[TEXT]
──────────────────────────────

# DSI19 Project 3 - Model Selection
---

## Table of Contents

* [1. Establishing Baseline](#chapter1)
* [2. Data Preparation](#chapter2)
    * [2.1 Create Train/Test Data](#chapter2_1)
    * [2.2 Create X and y Variables](#chapter2_2)
* [3. Model Selection](#chapter3)
    * [3.1 Creating Pipelines](#chapter3_1)
    * [3.2 Defining Function](#chapter3_2)
    * [3.3 Gathering Results](#chapter3_3)
    * [3.4 Results Analysis and Model Selection](#chapter3_4)

In [3]:
# Library imports

import pandas as pd
import numpy as np

from sklearn.model_selection import train_test_split, cross_val_score, GridSearchCV
from sklearn.linear_model import LogisticRegression
from sklearn.naive_bayes import MultinomialNB
from sklearn.neighbors import KNeighborsClassifier
from sklearn.pipeline import Pipeline
from sklearn.feature_extraction.text import CountVectorizer, TfidfVectorizer
from sklearn.metrics import confusion_matrix, accuracy_score

## 1. Establishing Baseline <a class="anchor" id="chapter1"></a>
---

As the problem is a classification problem, the baseline score will be the majority of the 2 classes.

──────────────────────────────

[GOALS]
1. In one to three sentences, explain how the model-selection notebook sets its baseline score and why.
2. Which two text vectorizers does the model-selection notebook import?
3. Continue the model-selection notebook from its last sentence.
The material that follows has no connection to the model-selection notebook.

[RECORDED INFORMATION]

──────────────────────────────

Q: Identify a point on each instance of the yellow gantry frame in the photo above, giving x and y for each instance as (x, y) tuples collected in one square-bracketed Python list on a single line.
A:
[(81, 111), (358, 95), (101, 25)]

──────────────────────────────

[SET OF ANSWERS]
1. The baseline score is the share of the majority of the 2 classes, because the problem is a classification problem.

2. CountVectorizer and TfidfVectorizer.

3.
In [4]:
text_df = pd.read_csv('../data/processed_text.csv')

In [5]:
display(text_df.head())

Unnamed: 0,text_raw,is_tifu,text_token,text_base,text_lem,text_stem
0,TIFU By accidentally being racist to an Asian ...,1,"['tifu', 'by', 'accidentally', 'being', 'racis...",tifu by accidentally being racist to an asian ...,tifu by accidentally being racist to an asian ...,tifu by accident be racist to an asian friend ...
1,TIFU by ordering dish towels from Amazon (NSFW...,1,"['tifu', 'by', 'ordering', 'dish', 'towels', '...",tifu by ordering dish towels from amazon nsfw ...,tifu by ordering dish towel from amazon nsfw o...,tifu by order dish towel from amazon nsfw obli...
2,TIFU because I told the teacher I like drugs P...,1,"['tifu', 'because', 'told', 'the', 'teacher', ...",tifu because told the teacher like drugs prett...,tifu because told the teacher like drug pretty...,tifu becaus told the teacher like drug pretti ...
3,TIFU by losing my phone and getting picked up ...,1,"['tifu', 'by', 'losing', 'my', 'phone', 'and',...",tifu by losing my phone and getting picked up ...,tifu by losing my phone and getting picked up ...,tifu by lose my phone and get pick up by campu...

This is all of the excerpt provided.